PROMPT ::
Please render every line of the listing below as a Markdown table with the columns Row and Listing text, numbering the rows and skipping blank lines.
--- START RECORDS FOR THIS EXERCISE ---
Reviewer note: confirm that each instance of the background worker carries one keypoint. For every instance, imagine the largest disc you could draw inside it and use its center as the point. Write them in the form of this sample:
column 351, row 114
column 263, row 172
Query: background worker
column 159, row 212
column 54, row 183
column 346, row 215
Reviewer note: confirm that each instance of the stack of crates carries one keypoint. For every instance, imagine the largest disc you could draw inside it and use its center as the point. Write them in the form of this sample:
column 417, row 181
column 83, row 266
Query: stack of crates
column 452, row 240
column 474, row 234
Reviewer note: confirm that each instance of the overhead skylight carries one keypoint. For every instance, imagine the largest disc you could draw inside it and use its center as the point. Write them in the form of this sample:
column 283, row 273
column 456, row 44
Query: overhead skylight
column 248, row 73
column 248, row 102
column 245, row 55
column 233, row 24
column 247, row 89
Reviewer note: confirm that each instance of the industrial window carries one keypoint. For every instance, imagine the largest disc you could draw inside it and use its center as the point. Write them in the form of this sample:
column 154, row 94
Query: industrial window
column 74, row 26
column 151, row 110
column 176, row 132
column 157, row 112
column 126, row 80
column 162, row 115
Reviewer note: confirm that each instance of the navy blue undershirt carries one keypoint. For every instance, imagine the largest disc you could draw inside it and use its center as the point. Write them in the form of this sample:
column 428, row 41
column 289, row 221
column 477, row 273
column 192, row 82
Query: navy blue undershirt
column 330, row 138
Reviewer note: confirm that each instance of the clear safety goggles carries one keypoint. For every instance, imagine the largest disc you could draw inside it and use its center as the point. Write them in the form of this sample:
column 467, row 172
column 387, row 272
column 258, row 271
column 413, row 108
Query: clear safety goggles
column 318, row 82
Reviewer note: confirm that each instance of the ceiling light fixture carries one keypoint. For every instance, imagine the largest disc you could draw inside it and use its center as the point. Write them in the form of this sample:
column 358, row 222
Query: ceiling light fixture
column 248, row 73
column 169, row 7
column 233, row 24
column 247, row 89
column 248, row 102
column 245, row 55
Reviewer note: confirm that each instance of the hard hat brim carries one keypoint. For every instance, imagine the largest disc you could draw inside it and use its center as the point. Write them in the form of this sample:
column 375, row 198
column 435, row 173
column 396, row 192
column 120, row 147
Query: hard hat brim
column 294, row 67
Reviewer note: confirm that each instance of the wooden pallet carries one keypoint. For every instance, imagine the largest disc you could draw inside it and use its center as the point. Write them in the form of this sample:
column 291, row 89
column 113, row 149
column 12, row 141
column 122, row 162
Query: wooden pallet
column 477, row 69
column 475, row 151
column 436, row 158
--- END RECORDS FOR THIS EXERCISE ---
WRITTEN RESPONSE ::
| Row | Listing text |
|---|---|
| 1 | Reviewer note: confirm that each instance of the background worker carries one keypoint. For every instance, imagine the largest disc you could draw inside it and use its center as the point. Write them in the form of this sample: |
| 2 | column 351, row 114 |
| 3 | column 263, row 172 |
| 4 | Query: background worker |
| 5 | column 159, row 212 |
| 6 | column 54, row 183 |
| 7 | column 346, row 215 |
| 8 | Reviewer note: confirm that each instance of the stack of crates carries one keypoint. For every instance, imagine the largest disc you could draw inside it and use its center as the point. Write them in the form of this sample: |
| 9 | column 417, row 181 |
| 10 | column 83, row 266 |
| 11 | Query: stack of crates |
| 12 | column 452, row 240 |
| 13 | column 474, row 234 |
| 14 | Reviewer note: confirm that each instance of the overhead skylight carries one keypoint. For every instance, imagine the largest disc you could draw inside it and use its center as the point. Write them in the form of this sample: |
| 15 | column 283, row 273 |
| 16 | column 456, row 44 |
| 17 | Query: overhead skylight |
| 18 | column 248, row 73 |
| 19 | column 248, row 102 |
| 20 | column 245, row 55 |
| 21 | column 233, row 24 |
| 22 | column 247, row 89 |
| 23 | Reviewer note: confirm that each instance of the industrial window carries one keypoint. For every instance, imagine the largest disc you could draw inside it and use its center as the point. Write them in the form of this sample: |
| 24 | column 154, row 94 |
| 25 | Query: industrial window |
| 26 | column 74, row 26 |
| 27 | column 151, row 110 |
| 28 | column 176, row 132 |
| 29 | column 157, row 112 |
| 30 | column 126, row 80 |
| 31 | column 162, row 115 |
| 32 | Reviewer note: confirm that each instance of the navy blue undershirt carries one keypoint. For every instance, imagine the largest disc you could draw inside it and use its center as the point. Write them in the form of this sample: |
| 33 | column 428, row 41 |
| 34 | column 289, row 221 |
| 35 | column 477, row 273 |
| 36 | column 192, row 82 |
| 37 | Query: navy blue undershirt |
| 38 | column 330, row 138 |
| 39 | Reviewer note: confirm that each instance of the clear safety goggles carries one keypoint. For every instance, imagine the largest disc you could draw inside it and use its center as the point. Write them in the form of this sample: |
| 40 | column 467, row 172 |
| 41 | column 387, row 272 |
| 42 | column 258, row 271 |
| 43 | column 413, row 108 |
| 44 | Query: clear safety goggles |
| 45 | column 318, row 82 |
| 46 | Reviewer note: confirm that each instance of the ceiling light fixture carries one keypoint. For every instance, imagine the largest disc you could draw inside it and use its center as the point. Write them in the form of this sample: |
| 47 | column 358, row 222 |
| 48 | Query: ceiling light fixture |
| 49 | column 248, row 73 |
| 50 | column 169, row 7 |
| 51 | column 233, row 24 |
| 52 | column 247, row 89 |
| 53 | column 248, row 102 |
| 54 | column 245, row 55 |
| 55 | Reviewer note: confirm that each instance of the hard hat brim carries one keypoint. For every instance, imagine the largest disc you could draw inside it and use its center as the point. Write them in the form of this sample: |
| 56 | column 375, row 198 |
| 57 | column 435, row 173 |
| 58 | column 396, row 192 |
| 59 | column 120, row 147 |
| 60 | Query: hard hat brim |
| 61 | column 294, row 67 |
| 62 | Reviewer note: confirm that each instance of the wooden pallet carries one keypoint. For every instance, imagine the largest disc you could draw inside it and use its center as the point. Write them in the form of this sample: |
| 63 | column 291, row 89 |
| 64 | column 113, row 149 |
| 65 | column 12, row 141 |
| 66 | column 122, row 162 |
| 67 | Query: wooden pallet |
| 68 | column 477, row 69 |
| 69 | column 475, row 151 |
| 70 | column 436, row 158 |